**EXERCISE DATA:**
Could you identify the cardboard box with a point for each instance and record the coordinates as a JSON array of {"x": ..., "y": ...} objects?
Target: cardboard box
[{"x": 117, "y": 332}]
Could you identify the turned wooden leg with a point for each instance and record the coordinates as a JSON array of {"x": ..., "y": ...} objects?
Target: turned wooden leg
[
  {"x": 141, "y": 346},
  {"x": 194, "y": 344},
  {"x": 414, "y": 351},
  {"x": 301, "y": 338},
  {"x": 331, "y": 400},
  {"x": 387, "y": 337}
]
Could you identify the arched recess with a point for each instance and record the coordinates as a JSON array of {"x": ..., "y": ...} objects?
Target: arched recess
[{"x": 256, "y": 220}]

**EXERCISE DETAILS:**
Reproduce every line of the records above word for word, keeping the original line breaks.

**RESPONSE TO THE EXERCISE:**
Could you identify the cardboard box with a point for each instance and record the coordinates as a JSON array of {"x": ..., "y": ...} objects?
Target: cardboard box
[{"x": 117, "y": 332}]
Could you identify the turned wooden leg with a point for each instance and record the coordinates as a JSON array of {"x": ..., "y": ...} objects?
Target: turned wooden leg
[
  {"x": 141, "y": 346},
  {"x": 194, "y": 344},
  {"x": 414, "y": 351},
  {"x": 301, "y": 338},
  {"x": 331, "y": 400},
  {"x": 387, "y": 337}
]
Could you identify the arched recess with a point for each instance and record the coordinates as a JSON array of {"x": ..., "y": ...} objects?
Target: arched recess
[{"x": 256, "y": 220}]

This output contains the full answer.